Data extracted from a collection
==*==
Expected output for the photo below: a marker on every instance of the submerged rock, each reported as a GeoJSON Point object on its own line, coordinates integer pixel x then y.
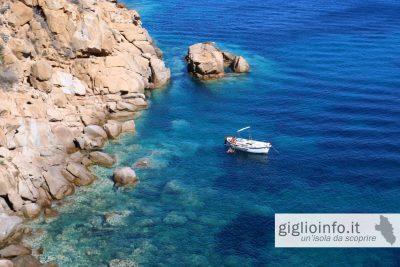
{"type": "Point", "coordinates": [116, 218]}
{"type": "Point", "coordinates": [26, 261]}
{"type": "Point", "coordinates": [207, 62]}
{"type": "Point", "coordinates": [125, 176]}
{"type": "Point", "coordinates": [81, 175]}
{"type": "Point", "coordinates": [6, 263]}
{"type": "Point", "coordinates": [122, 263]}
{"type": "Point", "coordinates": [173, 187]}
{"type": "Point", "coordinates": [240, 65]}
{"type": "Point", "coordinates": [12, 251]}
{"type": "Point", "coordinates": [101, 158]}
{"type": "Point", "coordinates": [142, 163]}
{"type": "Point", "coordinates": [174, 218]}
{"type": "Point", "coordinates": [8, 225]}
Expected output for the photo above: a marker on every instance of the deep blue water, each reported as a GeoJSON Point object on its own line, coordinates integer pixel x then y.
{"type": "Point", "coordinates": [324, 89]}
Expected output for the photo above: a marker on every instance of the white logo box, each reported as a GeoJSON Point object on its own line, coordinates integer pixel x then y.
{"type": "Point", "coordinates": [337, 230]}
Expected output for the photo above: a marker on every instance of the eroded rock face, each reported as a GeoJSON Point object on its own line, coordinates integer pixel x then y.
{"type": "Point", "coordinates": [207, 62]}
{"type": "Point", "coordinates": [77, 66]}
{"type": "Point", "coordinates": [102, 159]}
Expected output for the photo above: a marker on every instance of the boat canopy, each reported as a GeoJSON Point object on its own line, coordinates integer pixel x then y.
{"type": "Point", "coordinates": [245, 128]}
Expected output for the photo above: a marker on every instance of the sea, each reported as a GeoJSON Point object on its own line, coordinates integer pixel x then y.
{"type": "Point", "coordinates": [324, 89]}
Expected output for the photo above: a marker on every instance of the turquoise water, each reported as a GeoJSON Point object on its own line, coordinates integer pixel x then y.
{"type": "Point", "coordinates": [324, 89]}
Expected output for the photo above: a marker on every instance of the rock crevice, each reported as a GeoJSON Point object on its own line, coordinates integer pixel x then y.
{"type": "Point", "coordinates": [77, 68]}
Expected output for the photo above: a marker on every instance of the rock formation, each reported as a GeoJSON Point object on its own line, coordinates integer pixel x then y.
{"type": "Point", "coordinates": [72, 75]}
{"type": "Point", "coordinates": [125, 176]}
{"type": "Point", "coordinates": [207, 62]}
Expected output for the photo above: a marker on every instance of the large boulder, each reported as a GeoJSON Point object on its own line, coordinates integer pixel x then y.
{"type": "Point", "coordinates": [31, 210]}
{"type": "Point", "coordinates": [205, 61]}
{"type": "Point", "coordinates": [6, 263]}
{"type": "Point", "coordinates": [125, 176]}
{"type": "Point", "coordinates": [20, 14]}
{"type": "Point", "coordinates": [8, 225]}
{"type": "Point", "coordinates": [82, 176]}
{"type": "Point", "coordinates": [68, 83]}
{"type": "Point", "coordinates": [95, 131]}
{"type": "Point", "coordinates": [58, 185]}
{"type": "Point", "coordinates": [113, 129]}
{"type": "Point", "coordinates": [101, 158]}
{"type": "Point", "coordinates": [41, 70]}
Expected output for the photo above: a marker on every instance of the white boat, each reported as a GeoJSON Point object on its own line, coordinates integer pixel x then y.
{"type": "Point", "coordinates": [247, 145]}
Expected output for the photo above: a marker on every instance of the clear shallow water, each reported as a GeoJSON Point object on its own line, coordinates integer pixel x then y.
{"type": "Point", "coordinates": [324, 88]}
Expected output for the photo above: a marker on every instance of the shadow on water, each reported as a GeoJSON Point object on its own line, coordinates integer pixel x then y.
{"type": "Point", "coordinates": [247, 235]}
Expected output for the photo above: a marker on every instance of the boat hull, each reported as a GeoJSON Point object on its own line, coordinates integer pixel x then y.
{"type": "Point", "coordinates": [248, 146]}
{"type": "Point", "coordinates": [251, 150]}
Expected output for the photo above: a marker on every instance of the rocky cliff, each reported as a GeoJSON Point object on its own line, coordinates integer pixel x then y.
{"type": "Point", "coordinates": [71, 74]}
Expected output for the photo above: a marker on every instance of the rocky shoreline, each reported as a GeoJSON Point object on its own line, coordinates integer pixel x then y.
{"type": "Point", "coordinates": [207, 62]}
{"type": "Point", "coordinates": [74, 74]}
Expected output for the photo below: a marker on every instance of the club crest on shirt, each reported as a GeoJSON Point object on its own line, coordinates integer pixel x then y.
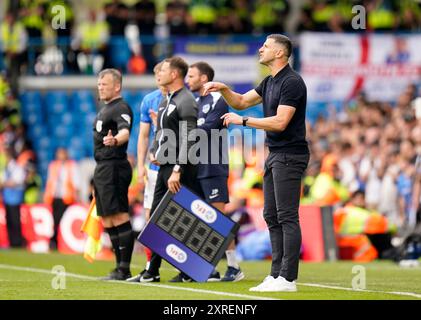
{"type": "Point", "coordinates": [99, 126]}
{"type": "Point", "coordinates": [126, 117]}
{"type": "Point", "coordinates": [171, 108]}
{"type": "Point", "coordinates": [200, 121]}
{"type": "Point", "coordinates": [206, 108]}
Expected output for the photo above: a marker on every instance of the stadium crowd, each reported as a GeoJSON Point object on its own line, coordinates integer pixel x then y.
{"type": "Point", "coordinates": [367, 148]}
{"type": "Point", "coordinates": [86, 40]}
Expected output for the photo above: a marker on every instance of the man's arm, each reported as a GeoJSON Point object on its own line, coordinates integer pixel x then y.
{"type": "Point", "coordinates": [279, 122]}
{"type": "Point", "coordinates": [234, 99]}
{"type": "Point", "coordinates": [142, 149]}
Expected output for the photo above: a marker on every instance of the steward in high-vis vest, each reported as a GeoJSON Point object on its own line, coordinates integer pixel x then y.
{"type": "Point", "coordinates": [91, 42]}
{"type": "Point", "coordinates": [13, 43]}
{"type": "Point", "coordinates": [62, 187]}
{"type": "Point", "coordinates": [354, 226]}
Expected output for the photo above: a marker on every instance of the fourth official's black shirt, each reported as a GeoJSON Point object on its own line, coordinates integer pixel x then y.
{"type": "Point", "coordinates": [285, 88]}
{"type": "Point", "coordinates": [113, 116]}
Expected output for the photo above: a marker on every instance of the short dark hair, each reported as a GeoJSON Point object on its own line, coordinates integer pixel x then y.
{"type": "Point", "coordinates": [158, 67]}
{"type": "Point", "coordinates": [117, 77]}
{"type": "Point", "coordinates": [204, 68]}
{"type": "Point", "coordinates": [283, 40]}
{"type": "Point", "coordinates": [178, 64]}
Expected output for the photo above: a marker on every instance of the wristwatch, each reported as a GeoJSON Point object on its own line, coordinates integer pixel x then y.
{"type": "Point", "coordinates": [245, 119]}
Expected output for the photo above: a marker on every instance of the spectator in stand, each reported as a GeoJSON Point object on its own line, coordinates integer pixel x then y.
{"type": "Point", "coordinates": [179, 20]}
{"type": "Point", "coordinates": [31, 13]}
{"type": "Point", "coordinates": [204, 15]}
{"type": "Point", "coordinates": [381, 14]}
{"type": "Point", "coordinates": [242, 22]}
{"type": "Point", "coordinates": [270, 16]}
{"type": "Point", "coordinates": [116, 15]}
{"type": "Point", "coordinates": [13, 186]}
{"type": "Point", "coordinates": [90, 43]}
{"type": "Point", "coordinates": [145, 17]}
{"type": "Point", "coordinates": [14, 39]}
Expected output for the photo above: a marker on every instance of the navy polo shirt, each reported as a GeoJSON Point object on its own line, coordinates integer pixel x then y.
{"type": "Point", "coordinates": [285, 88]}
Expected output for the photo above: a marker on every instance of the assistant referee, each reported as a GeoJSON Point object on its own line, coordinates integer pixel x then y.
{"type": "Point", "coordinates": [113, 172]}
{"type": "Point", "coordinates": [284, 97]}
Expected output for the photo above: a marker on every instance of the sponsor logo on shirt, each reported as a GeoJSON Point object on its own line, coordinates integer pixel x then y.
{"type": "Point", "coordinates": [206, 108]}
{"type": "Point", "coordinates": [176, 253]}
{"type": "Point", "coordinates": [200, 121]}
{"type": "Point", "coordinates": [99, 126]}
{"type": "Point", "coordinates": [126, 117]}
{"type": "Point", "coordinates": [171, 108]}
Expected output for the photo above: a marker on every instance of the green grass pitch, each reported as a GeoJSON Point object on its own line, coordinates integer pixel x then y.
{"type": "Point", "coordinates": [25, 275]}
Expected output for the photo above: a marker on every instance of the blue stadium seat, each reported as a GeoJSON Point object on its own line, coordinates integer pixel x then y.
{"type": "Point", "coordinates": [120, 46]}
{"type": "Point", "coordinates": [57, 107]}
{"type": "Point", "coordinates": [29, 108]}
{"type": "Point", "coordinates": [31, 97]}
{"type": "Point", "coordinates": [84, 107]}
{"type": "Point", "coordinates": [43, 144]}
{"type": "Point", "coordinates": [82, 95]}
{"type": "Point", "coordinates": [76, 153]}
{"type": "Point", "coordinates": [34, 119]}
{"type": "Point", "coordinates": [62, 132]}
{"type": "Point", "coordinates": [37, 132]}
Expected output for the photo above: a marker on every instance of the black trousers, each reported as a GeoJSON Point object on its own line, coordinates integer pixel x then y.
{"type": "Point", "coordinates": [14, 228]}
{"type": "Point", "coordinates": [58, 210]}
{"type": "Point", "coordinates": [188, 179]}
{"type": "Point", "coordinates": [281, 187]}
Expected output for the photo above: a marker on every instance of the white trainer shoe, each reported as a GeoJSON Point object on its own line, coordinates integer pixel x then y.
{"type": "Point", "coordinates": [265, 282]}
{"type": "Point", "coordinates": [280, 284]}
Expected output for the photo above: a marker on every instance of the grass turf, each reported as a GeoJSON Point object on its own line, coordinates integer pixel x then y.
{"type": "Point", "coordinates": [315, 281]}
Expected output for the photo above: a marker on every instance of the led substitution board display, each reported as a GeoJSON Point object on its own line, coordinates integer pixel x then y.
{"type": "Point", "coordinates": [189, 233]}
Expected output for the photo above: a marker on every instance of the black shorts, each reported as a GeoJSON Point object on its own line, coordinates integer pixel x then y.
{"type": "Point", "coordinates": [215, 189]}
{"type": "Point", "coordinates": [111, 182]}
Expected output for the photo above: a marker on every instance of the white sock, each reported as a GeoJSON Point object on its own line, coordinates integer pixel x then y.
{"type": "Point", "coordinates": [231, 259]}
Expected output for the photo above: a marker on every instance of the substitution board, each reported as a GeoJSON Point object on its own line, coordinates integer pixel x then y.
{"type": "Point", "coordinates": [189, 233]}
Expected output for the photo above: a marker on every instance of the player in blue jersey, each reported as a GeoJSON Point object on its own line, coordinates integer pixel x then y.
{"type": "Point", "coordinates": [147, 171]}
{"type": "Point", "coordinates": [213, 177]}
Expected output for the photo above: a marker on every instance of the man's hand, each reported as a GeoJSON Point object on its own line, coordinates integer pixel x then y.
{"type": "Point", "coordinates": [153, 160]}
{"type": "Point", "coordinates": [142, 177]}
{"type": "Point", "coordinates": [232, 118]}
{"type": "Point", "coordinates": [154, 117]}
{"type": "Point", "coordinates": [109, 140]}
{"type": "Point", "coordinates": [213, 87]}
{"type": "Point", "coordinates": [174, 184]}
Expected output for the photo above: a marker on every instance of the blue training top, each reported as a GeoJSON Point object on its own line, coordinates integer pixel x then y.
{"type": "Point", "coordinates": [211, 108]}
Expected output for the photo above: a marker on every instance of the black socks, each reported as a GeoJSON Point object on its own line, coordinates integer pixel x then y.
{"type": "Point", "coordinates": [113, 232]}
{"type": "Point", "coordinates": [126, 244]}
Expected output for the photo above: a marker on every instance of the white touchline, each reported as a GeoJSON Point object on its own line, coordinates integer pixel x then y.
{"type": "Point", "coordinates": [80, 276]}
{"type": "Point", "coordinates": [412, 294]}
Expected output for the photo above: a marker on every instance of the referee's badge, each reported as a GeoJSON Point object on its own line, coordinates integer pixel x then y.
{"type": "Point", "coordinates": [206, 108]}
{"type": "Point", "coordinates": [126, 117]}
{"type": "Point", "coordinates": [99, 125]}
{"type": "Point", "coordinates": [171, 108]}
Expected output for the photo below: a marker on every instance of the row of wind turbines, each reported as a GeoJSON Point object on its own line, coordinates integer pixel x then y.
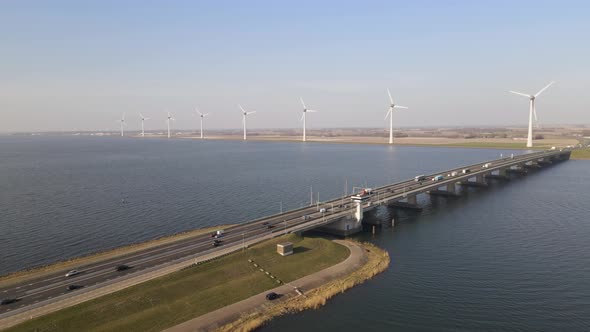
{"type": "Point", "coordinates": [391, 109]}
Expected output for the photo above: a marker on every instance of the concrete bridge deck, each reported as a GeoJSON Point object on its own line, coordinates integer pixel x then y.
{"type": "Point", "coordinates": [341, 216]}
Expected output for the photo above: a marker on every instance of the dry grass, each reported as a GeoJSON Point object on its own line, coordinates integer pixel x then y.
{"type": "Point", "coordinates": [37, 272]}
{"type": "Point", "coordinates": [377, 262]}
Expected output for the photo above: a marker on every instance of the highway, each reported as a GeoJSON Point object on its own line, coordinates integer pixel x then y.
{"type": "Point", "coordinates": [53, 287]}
==*==
■ **Exercise requirements**: Without any pictures, write out the lines running from the one containing "of the referee's" through the end of the listing above, both included, exactly as given.

■ **Final answer**:
Expected output for the photo above: a marker on every instance of the referee's badge, each reported as a GeoJSON Point object on its own line, coordinates integer pixel x then y.
{"type": "Point", "coordinates": [206, 108]}
{"type": "Point", "coordinates": [126, 117]}
{"type": "Point", "coordinates": [99, 125]}
{"type": "Point", "coordinates": [171, 108]}
Expected output for the photo below: a marker on every instance of the row of wind turbines, each reported as a GeoJSON Point object on its own line, coordinates integer pixel x then y.
{"type": "Point", "coordinates": [391, 109]}
Expected output for the photo above: a marker on every instance of the concrete bridge deck, each reported as a GeoJSON Point object on its own line, coordinates integer pixel x then y.
{"type": "Point", "coordinates": [341, 216]}
Expected output for the photo above: a marker on every instance of the dry grass, each reported as a GeoJSON Point object on its own line, coordinates integer pixel x then y.
{"type": "Point", "coordinates": [37, 272]}
{"type": "Point", "coordinates": [377, 262]}
Expected output for the photo above: a marker on every instance of the highway, each reported as a GeoJSON Point object on its own line, coordinates integer pixel x then y.
{"type": "Point", "coordinates": [53, 287]}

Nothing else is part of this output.